[Action item A] In the discussion below about SpaceOAR rectal spacers, why is a second MRI unnecessary with SpaceOAR Vue?
[Action item B] Continue the discussion below about SpaceOAR rectal spacers, starting right after its last sentence.

[[ Document segment open ]]

Radiation proctitis is a problem that doesn't exist? As for the bleeding, infection, risk, etc, do you take the same stance on fiducial marker placement? What if the SpaceOAR is placed without general anesthesia?
I've never had a patient get hit with an unexpected charge for this and, if they did, our department would eat it as is our practice. SpaceOAR vue has contrast in the gel and thus a second MRI is not necessary.
I have yet to see an adverse event as a result of a gel placement (though I'm sure if we do enough of them I will see one), so I suppose you have a point there; though again, if you don't summarily dismiss the randomized data, there are likely more adverse events (grade 2+ 5% vs 0% from the Hamstra study) from not using the gel then using it.
Contributes to erosion of public trust? Come on, man. You obviously have a stance that you've taken here, but... possibly a wee bit of hyperbole?
The issues that I have with spacers has to do with publishing bias, industry funded studies, and academic agendas.

[[ Document segment closed ]]
[[ Provided data open ]]

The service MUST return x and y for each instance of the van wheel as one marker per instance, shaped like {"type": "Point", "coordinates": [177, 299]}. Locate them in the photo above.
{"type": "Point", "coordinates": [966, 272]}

[[ Provided data closed ]]

[Response A] The gel contains contrast.

[Response B]
This is an industry sponsored study designed to show spacer superiority. The outcome was a foregone conclusion, because that's what the publishers are incentivized to show. This isn't a study asking the question "is spacer better?" but a study designed to generate evidence that spacer is better. By some arbitrary metrics there is improvement in acute toxicity, even though there is unlikely to be a statistically significant difference in late toxicity, so spacers are good! The proponents say "it's better for patients" because of trials like this.
When the hypofractionation studies came out, they showed similar efficacy but small increases in GU/GI toxicity that was deemed to be "unlikely to be clinically relevant." Conventional fractionation was equivalent at worst (similar oncologic outcome) but objectively better from a toxicity standpoint. One could argue that conventional fractionation was a better oncologic treatment (same outcome with less toxicity), but barring some catastrophic toxicity difference, the outcome of these studies were also a foregone conclusion. It's "cheaper for the healthcare system, less time consuming for patients, and thus better for patient care."
So here we have two examples of trials, both showing "a small increase in acute toxicity that is unlikely to be clinically relevant," that reach opposite conclusions based on the agenda of the publishers. Imagine if this was a Canadian trial designed the exact same way without the industry sponsorship, where the agenda is to determine if the Canadian healthcare system should make spacers the standard of care. What do you think the outcome would be?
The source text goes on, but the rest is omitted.